» REQUIRED ACTION
Pick out the lines in the listing below that contain the word "ball" and copy them.

============================================================

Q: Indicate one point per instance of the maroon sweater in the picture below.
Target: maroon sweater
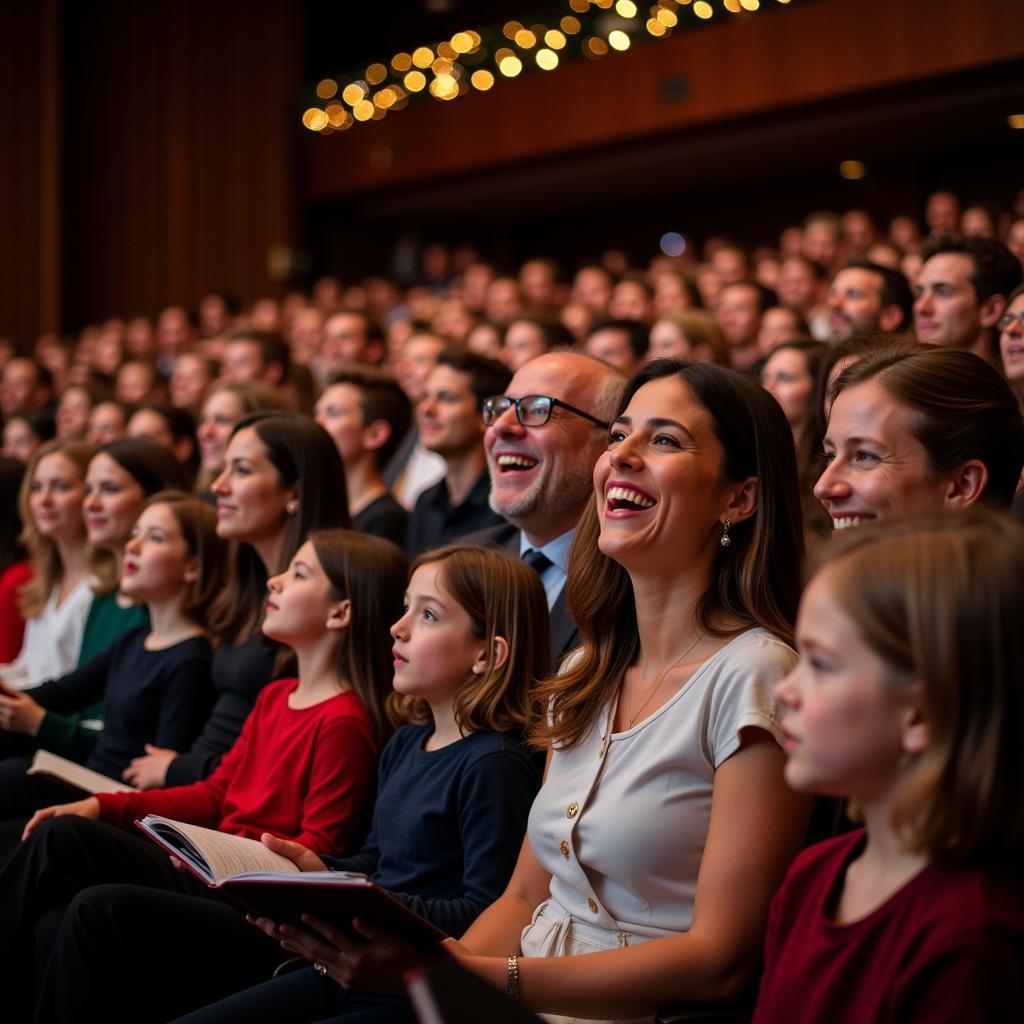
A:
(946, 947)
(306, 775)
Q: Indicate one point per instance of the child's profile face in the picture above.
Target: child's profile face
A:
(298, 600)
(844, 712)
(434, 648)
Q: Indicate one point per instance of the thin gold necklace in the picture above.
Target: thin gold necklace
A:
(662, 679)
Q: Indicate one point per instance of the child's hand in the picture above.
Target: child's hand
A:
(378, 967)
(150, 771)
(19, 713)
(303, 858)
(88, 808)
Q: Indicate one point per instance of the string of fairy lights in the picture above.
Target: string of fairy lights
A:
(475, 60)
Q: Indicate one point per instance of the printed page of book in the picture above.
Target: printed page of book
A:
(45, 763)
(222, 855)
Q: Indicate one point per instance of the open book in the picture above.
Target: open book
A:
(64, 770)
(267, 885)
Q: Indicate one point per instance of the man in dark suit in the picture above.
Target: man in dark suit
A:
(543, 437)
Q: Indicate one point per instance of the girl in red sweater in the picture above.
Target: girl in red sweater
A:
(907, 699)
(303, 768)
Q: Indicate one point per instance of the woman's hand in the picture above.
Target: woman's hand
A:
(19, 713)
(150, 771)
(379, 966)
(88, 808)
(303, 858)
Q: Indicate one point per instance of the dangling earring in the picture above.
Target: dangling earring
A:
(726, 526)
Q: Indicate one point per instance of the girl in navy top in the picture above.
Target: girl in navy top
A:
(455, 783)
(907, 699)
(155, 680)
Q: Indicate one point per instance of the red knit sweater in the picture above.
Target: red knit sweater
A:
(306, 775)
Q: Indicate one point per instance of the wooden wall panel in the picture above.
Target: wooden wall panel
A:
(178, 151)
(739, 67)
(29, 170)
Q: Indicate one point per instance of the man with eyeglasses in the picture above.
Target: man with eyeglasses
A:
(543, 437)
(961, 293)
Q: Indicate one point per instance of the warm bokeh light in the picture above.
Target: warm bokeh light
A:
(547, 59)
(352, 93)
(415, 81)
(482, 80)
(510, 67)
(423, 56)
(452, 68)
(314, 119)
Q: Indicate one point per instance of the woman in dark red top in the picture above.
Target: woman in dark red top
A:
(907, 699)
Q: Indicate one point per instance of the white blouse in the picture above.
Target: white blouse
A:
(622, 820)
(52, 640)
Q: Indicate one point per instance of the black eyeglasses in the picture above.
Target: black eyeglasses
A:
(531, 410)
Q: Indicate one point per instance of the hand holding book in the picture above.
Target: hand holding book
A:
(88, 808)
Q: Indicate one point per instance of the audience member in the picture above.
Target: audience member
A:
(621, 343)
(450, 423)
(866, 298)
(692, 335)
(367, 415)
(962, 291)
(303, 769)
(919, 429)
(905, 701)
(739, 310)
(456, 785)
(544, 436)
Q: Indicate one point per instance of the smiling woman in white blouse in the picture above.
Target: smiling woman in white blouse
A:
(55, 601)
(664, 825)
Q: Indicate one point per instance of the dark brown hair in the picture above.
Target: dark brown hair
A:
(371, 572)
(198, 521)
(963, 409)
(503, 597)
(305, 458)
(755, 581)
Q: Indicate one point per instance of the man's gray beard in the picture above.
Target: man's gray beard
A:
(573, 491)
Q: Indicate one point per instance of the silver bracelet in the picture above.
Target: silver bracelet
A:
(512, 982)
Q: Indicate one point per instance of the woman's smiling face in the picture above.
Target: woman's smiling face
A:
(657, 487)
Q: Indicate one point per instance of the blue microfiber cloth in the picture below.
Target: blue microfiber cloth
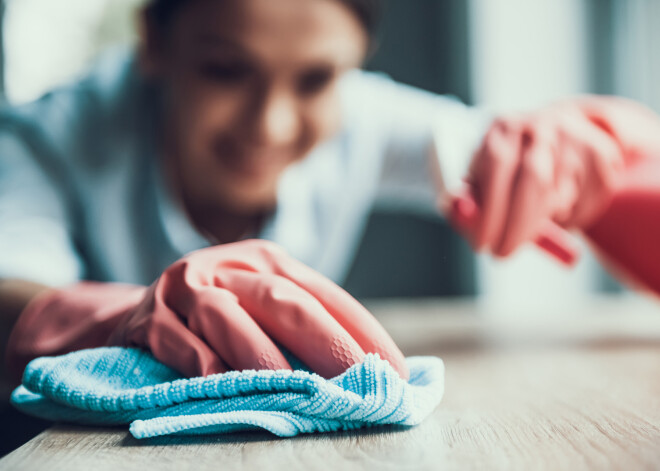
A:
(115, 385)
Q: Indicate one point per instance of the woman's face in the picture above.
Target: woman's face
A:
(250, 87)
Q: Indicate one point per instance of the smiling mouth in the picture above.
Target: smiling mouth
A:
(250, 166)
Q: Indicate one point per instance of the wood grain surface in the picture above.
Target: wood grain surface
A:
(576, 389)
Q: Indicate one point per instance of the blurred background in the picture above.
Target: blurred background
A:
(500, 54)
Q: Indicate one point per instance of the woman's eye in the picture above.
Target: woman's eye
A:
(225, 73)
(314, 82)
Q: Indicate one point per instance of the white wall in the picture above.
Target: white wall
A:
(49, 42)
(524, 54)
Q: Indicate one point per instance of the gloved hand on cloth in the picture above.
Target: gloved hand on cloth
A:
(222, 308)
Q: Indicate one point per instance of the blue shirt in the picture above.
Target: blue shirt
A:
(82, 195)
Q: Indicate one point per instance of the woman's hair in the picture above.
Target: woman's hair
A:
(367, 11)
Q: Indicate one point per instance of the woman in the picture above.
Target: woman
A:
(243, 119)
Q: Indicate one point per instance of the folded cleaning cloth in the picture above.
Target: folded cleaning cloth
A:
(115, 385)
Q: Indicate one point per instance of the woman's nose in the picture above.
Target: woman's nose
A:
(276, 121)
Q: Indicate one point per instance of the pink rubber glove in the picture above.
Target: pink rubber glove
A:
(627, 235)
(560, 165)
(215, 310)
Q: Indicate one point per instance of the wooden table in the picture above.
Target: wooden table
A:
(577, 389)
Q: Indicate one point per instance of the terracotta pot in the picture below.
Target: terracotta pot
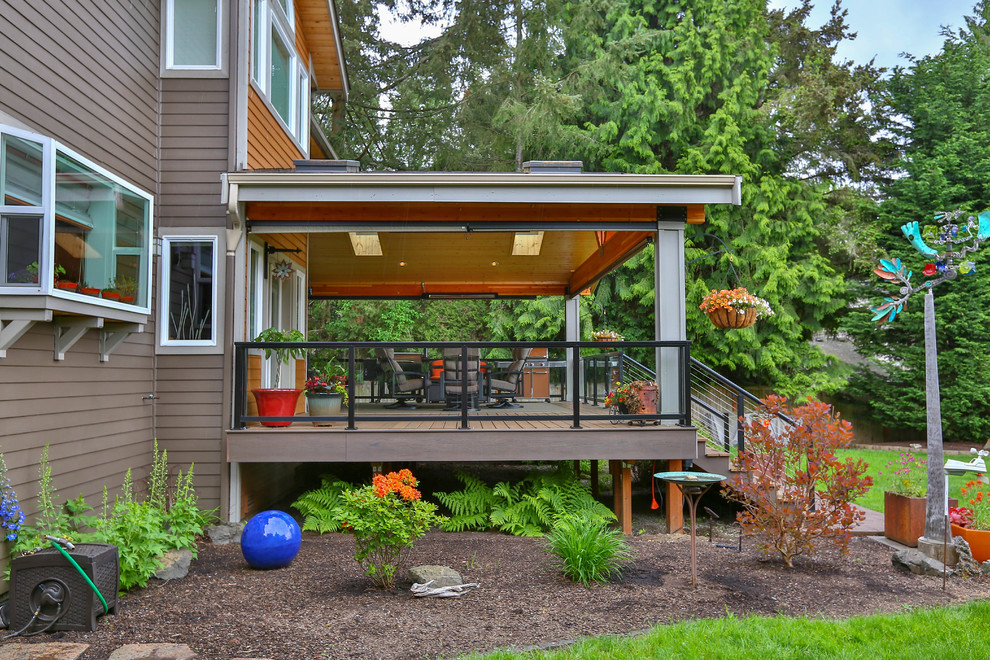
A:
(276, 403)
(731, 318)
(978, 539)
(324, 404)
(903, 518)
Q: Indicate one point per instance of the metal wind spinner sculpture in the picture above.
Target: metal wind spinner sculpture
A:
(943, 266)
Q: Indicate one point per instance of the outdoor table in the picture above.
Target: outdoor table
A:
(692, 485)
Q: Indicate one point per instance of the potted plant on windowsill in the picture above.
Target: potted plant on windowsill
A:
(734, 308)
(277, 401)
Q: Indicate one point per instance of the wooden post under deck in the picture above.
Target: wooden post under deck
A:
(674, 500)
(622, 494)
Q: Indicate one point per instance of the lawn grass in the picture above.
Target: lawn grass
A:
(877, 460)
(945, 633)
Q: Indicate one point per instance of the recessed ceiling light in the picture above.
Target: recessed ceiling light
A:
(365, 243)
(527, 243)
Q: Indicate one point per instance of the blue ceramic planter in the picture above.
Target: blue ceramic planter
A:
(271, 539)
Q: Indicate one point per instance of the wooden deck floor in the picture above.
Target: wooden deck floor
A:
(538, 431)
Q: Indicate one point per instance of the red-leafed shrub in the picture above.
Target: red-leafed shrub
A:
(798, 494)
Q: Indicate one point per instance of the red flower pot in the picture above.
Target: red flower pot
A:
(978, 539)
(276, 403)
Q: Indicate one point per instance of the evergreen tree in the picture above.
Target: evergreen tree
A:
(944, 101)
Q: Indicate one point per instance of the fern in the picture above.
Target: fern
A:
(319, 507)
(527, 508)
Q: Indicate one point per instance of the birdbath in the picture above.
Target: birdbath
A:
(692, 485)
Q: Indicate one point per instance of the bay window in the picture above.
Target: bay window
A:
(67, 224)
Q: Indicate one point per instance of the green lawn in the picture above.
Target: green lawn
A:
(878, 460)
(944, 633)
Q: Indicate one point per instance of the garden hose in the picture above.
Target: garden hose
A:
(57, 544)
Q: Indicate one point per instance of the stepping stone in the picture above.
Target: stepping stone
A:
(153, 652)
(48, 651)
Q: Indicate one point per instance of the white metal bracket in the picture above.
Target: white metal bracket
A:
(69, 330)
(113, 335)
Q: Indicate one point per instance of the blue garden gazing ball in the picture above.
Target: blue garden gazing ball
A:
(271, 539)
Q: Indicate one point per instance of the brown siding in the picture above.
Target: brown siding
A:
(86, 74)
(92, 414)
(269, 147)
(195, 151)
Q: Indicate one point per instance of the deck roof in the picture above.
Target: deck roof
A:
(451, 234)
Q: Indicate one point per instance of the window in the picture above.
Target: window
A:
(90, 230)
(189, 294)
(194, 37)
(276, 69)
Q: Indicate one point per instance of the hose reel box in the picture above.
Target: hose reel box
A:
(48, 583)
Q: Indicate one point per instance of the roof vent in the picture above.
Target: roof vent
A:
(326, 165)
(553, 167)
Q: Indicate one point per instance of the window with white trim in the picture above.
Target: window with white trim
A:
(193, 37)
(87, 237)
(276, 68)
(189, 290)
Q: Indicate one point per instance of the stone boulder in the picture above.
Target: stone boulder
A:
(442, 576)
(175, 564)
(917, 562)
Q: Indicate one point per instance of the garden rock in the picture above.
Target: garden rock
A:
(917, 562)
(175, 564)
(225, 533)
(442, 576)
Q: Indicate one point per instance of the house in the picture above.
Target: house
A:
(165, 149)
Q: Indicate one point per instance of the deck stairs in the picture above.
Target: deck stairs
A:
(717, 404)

============================================================

» RESULT OF THE TASK
Q: Indicate one point per instance of the blue garden gazing ball in the picture above.
Target: blue garden gazing ball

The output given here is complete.